WHAT THE EXERCISE ASKS: Could you copy the rows verbatim from the beginning through the row containing "box: [183, 49, 205, 122]", including that row?

PROVIDED RECORDS:

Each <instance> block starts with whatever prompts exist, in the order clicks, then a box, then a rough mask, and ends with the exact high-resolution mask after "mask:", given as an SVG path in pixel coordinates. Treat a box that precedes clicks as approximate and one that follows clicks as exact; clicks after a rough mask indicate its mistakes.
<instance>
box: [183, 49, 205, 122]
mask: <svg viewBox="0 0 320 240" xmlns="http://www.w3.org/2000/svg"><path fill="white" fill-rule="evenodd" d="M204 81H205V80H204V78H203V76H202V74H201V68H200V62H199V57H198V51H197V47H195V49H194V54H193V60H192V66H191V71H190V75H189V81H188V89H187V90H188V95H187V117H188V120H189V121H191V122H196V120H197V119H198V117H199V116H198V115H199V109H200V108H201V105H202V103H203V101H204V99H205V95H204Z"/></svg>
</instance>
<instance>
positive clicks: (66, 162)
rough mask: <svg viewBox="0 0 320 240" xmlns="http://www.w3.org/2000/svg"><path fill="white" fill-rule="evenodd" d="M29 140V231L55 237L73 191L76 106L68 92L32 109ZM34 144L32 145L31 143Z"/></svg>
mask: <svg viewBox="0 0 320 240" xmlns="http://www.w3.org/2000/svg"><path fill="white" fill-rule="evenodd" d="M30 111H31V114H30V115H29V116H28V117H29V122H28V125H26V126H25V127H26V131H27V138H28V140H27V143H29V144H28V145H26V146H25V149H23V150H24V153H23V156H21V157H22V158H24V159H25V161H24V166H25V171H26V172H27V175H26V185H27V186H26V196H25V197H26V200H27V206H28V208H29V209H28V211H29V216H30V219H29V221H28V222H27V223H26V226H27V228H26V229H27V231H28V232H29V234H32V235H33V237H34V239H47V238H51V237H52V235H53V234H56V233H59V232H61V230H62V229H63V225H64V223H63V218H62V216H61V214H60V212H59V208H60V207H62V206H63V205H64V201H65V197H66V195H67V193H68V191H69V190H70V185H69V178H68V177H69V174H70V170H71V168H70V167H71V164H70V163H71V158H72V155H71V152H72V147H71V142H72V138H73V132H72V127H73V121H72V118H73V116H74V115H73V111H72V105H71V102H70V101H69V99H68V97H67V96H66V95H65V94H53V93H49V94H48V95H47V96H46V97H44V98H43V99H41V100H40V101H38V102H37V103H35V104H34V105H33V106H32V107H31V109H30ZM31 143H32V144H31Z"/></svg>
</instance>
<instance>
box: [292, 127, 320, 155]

YOUR RESPONSE:
Each <instance> block starts with whatever prompts exist, in the order clicks, then a box, then a rough mask, and ends with the exact high-resolution mask after "mask:", given as an SVG path in pixel coordinates. Treat a box that precedes clicks as approximate and one that follows clicks as exact; clicks after a rough mask indicate its mistakes.
<instance>
box: [183, 49, 205, 122]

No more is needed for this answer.